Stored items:
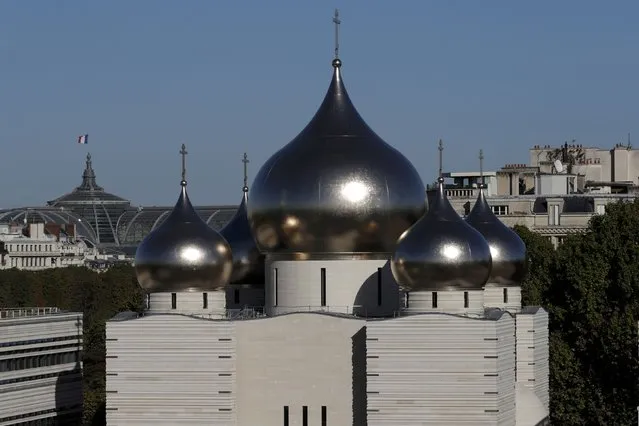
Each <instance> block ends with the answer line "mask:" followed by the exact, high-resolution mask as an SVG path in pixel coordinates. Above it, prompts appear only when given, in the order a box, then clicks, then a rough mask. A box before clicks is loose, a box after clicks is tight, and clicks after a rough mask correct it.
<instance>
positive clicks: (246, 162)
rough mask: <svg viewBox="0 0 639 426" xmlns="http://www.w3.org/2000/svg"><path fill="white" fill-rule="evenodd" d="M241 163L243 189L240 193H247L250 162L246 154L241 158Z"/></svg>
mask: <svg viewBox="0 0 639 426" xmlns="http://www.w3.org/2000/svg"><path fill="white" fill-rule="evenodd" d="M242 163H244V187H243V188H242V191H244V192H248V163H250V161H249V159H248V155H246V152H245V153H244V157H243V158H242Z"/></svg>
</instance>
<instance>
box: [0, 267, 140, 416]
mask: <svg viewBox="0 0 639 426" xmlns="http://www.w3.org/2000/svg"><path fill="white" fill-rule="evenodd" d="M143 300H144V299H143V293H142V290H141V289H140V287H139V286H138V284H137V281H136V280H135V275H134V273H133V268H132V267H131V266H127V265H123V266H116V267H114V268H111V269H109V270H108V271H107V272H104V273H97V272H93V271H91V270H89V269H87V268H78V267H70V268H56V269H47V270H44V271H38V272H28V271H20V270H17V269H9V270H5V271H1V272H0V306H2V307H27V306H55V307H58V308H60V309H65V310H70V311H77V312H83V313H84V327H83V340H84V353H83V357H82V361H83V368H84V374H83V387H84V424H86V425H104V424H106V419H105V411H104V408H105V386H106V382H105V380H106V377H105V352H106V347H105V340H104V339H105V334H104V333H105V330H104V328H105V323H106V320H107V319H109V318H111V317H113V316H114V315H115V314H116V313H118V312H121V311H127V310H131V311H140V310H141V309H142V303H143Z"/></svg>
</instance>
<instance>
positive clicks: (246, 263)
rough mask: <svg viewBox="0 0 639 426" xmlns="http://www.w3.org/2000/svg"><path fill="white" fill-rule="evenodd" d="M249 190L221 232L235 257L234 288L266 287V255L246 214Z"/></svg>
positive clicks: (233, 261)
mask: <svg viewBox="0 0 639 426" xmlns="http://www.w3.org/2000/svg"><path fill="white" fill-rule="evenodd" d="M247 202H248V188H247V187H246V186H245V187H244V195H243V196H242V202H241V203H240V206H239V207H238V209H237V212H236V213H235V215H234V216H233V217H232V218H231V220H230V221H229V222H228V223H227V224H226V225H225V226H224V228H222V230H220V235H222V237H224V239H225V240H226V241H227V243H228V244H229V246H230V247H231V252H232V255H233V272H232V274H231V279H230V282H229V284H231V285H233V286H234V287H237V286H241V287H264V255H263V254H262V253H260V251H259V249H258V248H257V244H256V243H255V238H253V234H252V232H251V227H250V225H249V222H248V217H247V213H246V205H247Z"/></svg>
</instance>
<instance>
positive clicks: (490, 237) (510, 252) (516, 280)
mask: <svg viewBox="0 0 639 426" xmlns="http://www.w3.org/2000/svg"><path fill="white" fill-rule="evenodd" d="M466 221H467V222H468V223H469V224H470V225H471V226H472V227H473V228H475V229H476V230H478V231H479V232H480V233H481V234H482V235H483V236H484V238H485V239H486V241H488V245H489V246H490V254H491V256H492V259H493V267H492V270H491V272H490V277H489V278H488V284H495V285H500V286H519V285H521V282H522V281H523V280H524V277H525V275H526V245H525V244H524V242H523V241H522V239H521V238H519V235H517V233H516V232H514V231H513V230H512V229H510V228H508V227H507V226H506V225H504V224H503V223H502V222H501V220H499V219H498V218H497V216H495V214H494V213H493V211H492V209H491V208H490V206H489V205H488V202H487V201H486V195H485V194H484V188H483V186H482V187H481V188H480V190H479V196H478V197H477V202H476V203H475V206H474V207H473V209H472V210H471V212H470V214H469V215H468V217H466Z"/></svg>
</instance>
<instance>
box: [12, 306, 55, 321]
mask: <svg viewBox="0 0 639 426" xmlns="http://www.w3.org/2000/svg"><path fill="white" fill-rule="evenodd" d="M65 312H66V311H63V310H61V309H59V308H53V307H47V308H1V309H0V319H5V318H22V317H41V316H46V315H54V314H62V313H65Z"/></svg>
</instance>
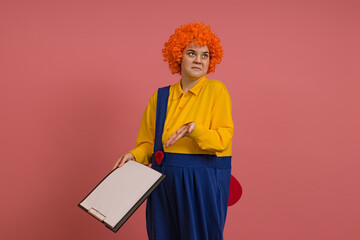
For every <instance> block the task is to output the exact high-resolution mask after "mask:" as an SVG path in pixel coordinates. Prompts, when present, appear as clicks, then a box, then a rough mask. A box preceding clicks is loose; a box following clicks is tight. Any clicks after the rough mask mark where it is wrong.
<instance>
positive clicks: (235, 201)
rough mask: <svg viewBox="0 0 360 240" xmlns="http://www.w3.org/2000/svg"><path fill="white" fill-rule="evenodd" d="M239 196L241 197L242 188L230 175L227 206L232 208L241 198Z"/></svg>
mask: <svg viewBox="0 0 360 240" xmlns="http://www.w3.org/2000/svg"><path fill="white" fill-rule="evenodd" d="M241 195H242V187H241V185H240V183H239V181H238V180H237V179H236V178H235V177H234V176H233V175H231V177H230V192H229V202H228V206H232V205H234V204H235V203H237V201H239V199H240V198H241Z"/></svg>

...

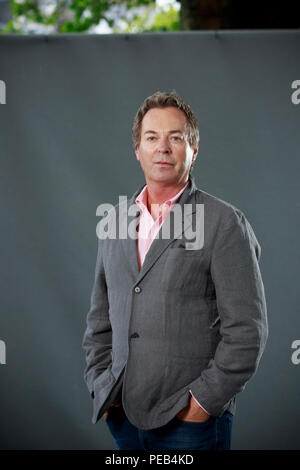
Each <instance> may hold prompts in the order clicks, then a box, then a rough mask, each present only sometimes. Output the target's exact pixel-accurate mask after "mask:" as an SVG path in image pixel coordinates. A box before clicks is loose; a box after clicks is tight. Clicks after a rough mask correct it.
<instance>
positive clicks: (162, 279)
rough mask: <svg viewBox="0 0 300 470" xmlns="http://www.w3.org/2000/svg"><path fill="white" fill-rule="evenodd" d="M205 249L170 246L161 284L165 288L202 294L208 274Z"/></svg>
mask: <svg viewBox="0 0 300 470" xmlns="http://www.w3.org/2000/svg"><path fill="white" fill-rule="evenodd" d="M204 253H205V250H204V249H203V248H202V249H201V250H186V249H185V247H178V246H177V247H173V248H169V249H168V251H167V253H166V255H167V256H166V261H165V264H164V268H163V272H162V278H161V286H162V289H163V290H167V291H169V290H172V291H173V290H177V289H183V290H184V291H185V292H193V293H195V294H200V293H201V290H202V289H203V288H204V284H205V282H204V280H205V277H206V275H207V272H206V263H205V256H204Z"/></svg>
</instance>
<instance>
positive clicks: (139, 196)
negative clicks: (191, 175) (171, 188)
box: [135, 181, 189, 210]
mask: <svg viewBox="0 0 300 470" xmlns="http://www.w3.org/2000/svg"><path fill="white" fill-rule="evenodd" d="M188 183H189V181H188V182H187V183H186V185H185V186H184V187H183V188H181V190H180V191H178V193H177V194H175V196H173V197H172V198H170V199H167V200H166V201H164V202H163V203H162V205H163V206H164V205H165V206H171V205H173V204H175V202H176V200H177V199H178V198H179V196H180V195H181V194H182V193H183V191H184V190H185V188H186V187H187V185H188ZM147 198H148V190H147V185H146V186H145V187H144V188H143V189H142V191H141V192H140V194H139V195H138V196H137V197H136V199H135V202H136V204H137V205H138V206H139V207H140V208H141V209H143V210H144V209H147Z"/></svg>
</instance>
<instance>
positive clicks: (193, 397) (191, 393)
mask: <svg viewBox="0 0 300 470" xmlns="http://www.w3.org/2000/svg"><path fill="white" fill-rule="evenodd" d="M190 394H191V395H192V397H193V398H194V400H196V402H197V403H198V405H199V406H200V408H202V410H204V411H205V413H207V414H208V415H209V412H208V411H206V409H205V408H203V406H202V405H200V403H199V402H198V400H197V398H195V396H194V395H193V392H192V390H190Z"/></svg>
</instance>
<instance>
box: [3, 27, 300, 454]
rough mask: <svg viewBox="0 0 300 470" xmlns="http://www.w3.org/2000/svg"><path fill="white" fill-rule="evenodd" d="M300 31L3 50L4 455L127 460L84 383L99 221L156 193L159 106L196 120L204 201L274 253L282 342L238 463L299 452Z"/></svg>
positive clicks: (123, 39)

---

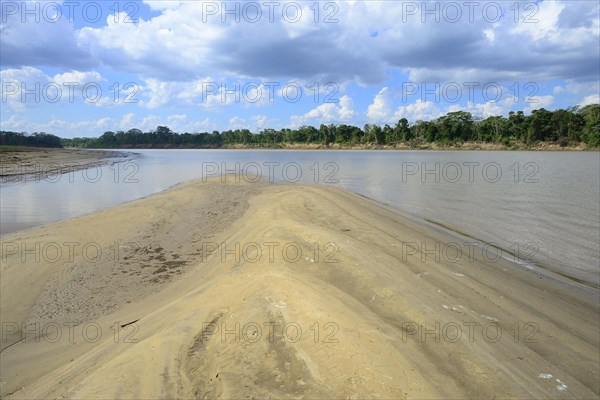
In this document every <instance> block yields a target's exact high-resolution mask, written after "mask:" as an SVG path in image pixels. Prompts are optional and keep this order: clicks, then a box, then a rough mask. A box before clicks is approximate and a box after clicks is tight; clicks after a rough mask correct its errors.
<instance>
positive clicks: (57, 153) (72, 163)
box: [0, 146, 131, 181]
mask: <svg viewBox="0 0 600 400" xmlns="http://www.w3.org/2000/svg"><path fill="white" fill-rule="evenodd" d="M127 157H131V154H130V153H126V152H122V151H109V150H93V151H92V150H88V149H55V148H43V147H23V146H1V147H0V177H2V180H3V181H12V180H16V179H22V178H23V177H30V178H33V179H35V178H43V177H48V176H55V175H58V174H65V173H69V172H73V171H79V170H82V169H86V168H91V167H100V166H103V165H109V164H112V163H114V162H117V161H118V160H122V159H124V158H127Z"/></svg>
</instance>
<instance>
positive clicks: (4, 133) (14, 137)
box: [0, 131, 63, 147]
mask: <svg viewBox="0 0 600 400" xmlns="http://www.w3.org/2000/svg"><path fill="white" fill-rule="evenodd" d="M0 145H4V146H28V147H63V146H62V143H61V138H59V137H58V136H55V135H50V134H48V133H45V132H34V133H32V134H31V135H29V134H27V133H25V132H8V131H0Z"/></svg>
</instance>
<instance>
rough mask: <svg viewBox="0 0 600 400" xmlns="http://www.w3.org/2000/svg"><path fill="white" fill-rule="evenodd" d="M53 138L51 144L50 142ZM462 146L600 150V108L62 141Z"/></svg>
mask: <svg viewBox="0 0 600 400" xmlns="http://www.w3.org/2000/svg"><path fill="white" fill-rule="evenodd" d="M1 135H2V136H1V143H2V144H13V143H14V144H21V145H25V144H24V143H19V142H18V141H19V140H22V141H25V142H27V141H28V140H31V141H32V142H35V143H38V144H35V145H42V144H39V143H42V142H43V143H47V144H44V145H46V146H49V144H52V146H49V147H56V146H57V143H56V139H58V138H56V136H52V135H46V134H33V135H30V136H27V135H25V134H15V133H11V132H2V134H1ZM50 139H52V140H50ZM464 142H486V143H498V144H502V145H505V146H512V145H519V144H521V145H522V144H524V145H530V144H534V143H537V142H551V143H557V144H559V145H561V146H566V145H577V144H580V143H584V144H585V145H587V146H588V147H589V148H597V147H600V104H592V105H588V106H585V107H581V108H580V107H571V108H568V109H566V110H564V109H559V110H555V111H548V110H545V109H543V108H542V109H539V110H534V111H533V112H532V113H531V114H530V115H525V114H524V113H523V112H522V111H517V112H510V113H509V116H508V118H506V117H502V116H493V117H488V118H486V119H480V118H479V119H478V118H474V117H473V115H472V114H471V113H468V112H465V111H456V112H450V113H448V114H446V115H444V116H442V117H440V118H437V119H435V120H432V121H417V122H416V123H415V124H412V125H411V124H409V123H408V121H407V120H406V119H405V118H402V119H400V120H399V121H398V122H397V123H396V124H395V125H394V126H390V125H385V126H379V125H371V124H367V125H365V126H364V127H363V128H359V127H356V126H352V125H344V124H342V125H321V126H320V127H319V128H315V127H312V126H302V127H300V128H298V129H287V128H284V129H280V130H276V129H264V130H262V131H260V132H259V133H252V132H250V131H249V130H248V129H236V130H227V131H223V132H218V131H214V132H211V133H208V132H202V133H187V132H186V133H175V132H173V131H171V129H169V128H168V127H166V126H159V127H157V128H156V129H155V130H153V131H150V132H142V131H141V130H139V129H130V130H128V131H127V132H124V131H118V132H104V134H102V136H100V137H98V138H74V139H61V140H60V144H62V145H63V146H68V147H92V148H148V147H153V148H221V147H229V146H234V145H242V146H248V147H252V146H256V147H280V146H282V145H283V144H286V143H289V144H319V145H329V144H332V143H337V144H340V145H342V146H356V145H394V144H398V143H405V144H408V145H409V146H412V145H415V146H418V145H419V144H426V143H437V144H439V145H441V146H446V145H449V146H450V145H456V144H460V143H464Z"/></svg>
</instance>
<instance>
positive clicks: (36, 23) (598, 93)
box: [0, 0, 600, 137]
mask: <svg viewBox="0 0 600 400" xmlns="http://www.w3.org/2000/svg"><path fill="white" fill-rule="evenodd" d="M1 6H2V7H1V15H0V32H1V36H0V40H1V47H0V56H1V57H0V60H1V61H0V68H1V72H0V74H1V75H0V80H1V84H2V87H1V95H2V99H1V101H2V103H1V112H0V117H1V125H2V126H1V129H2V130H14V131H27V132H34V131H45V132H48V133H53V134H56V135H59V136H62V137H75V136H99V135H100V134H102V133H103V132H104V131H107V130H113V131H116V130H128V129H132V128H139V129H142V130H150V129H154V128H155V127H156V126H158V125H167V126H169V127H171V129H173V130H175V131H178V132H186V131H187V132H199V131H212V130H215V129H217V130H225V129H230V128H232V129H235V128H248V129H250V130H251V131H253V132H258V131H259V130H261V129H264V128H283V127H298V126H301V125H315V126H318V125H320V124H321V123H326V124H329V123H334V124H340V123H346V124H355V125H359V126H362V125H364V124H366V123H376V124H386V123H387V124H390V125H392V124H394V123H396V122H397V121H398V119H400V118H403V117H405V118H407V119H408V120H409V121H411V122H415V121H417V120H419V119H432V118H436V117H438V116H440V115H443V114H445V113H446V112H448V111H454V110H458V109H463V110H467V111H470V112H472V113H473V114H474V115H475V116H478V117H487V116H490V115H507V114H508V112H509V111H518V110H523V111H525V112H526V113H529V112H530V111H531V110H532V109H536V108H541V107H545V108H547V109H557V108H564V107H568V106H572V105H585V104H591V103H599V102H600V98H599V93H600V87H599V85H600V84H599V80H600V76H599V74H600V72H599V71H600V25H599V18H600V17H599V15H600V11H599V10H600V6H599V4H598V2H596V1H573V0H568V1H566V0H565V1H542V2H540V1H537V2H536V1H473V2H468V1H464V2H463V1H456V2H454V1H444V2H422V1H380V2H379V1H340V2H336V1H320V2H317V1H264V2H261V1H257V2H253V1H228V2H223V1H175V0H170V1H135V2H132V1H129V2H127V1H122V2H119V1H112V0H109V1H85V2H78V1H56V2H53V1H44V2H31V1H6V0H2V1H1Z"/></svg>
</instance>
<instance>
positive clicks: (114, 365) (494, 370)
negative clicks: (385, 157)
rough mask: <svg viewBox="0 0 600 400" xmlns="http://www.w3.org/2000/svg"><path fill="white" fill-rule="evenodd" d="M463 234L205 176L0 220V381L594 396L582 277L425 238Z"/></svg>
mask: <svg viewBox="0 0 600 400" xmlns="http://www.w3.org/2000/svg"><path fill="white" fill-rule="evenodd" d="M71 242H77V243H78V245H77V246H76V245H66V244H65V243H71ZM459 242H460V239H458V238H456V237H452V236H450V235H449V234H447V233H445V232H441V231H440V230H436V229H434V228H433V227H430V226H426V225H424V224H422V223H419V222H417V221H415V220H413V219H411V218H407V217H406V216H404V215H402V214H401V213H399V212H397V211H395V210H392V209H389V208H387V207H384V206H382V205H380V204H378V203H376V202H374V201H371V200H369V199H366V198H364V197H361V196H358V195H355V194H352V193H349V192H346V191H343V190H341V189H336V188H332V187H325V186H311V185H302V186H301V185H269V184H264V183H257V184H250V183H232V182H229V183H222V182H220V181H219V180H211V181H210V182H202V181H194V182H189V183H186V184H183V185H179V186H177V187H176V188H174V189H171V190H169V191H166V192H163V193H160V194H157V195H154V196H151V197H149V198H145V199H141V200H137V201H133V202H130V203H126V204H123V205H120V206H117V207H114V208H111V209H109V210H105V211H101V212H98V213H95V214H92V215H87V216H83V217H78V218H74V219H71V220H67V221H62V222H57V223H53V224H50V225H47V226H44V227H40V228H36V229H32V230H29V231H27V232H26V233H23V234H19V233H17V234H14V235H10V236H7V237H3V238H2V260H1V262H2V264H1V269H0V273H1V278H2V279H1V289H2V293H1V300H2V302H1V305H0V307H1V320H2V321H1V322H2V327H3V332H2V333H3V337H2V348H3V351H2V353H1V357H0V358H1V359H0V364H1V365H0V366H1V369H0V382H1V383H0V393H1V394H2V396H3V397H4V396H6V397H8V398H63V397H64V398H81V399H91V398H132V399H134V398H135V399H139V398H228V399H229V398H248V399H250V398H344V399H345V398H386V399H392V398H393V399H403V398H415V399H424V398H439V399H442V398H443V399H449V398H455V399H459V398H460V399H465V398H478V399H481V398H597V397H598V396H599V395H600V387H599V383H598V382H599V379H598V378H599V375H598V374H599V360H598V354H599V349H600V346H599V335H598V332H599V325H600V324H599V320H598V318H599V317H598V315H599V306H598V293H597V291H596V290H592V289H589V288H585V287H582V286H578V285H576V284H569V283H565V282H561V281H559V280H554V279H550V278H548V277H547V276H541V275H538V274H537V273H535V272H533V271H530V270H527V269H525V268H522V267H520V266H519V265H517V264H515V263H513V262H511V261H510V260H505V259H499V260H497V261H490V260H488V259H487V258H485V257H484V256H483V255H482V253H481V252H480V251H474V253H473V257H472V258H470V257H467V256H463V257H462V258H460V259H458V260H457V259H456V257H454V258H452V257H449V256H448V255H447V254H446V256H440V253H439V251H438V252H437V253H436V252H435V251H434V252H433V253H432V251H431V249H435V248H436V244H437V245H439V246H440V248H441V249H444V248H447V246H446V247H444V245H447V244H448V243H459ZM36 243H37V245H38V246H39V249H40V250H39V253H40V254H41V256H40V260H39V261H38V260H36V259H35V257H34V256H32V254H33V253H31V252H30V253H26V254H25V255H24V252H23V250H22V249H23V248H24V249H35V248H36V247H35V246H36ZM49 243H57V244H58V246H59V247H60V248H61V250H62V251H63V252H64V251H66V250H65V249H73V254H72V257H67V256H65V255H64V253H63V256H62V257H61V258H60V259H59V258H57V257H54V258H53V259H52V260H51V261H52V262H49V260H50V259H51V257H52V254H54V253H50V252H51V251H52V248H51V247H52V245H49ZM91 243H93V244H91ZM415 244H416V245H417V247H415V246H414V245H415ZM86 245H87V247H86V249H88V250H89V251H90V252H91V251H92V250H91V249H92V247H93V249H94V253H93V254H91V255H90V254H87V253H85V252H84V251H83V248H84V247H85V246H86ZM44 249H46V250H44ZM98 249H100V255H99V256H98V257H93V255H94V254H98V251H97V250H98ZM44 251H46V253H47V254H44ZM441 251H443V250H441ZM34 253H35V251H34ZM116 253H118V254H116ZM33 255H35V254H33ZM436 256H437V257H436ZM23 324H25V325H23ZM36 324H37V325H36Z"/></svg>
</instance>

**EXERCISE BRIEF**
Find all lines in the records that hold the word "negative". Copy them.

**EXERCISE OUTPUT**
negative clicks: (191, 175) (171, 188)
negative clicks: (385, 157)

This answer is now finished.